Kun je uit de recensie van het album “Aria” het stuk woordelijk noteren dat begint bij de woorden met “Op de single” en ophoudt na “stille dood sterven.”?

Gegeven fragment:
┌────────

Dit is een album waar elk instrument overwogen in de mix geplaatst is. Ik mis wel de kleine accenten in het drumwerk, zoals bijvoorbeeld een Carl Palmer dat kon. Waar je zo aan voorbijgaat bij een uitgebalanceerde plaat zoals “Aria”, is de ongelooflijke toetsenmagie die Geoff Downes tentoonspreidt. Luister bijvoorbeeld eens naar de details in het begin van het indrukwekkende Feels Like Love, dat een rijke geluidenwereld schept. Het is een compositie die volledig de kans krijgt op te bouwen. Een vergelijkbare song is Desire met pompend baswerk van Payne en verrijkt met een uitblinkende toetsensolo die je doet verlangen naar meer moois van de man met de gouden handjes.
Op de single Anytime, waarmee het album aftrapt, wordt deze lekkere rocksong geïmpregneerd met de Hammond. Lekker hoor! Daarna schalt Are You Big Enough groots uit je speakers. Toch doet het geheel wel wat meer oppervlakkig aan dan zijn voorganger en is kwalificeerbaar als stadionrock. De kortste compositie en hekkensluiter Aria geeft je een klein beetje het operagevoel. Payne’s stem wordt begeleid door piano die later wegzakt in een orkestrale sound. Er wordt teruggegrepen op Desire, dat al eerder voorbijtrok en dan moet het nummer een stille dood sterven.
Het emotionele Sad Situation heeft een relaxte toetsenintro en een gedreven Payne grijpt zijn kans om zijn zielsroerselen te delen met het publiek. Bij de song past natuurlijk een ingetogen gitaarsolo, die Pitrelli op maat aandraagt. Summer heeft een akoestisch karakter en hoewel niet wereldschokkend, is het een brokje muziek dat je de zon doet aanraken. En weer doet Pitrelli van zich spreken met een helaas te korte uitbarsting. De enige song die net te kort komt is Enough’s Enough en dat komt voor mij door het nietszeggende ‘lalala’ aan het einde ervan. Dat verwacht je bij een demo, maar toch niet bij een op een smaak gebrachte compositie? Hoor ik daar trouwens een paard hinniken? Ja inderdaad, dit edele dier mengt zich in de song Remembrance Day, dat voorzien is van de meest heavy gitaarpartijen die ik ooit gehoord heb bij de Britten. Ten slotte is het aardig om Military Man even te noemen, omdat het nummer uitnodigt om mee te zingen, maar tegelijkertijd iets delicaats als oorlog aanroert (of gaat het toch weer over de liefde?).

└────────

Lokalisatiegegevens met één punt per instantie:
┌────────

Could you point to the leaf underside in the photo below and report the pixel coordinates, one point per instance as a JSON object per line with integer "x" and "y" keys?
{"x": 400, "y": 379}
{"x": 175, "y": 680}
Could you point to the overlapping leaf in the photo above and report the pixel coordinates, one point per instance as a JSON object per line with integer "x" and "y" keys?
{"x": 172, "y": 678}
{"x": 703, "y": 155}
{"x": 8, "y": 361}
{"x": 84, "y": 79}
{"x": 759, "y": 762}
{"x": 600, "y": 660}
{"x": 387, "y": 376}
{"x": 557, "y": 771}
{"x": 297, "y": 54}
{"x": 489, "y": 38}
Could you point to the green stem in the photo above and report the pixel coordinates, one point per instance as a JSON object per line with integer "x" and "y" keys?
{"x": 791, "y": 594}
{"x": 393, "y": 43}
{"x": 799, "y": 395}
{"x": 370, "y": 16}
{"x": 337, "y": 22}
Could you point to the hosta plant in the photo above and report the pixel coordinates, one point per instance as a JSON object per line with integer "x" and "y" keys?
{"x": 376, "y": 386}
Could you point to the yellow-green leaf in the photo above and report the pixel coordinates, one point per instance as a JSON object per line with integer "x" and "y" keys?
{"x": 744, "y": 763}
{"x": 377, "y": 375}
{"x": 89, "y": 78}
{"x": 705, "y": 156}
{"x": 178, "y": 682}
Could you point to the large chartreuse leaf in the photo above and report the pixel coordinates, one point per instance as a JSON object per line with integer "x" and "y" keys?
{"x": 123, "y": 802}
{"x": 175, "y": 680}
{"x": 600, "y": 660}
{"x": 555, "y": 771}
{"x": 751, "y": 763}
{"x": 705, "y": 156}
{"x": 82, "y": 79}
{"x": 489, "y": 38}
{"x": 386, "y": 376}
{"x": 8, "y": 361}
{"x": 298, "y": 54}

└────────

Antwoord:
Op de single Anytime, waarmee het album aftrapt, wordt deze lekkere rocksong geïmpregneerd met de Hammond. Lekker hoor! Daarna schalt Are You Big Enough groots uit je speakers. Toch doet het geheel wel wat meer oppervlakkig aan dan zijn voorganger en is kwalificeerbaar als stadionrock. De kortste compositie en hekkensluiter Aria geeft je een klein beetje het operagevoel. Payne’s stem wordt begeleid door piano die later wegzakt in een orkestrale sound. Er wordt teruggegrepen op Desire, dat al eerder voorbijtrok en dan moet het nummer een stille dood sterven.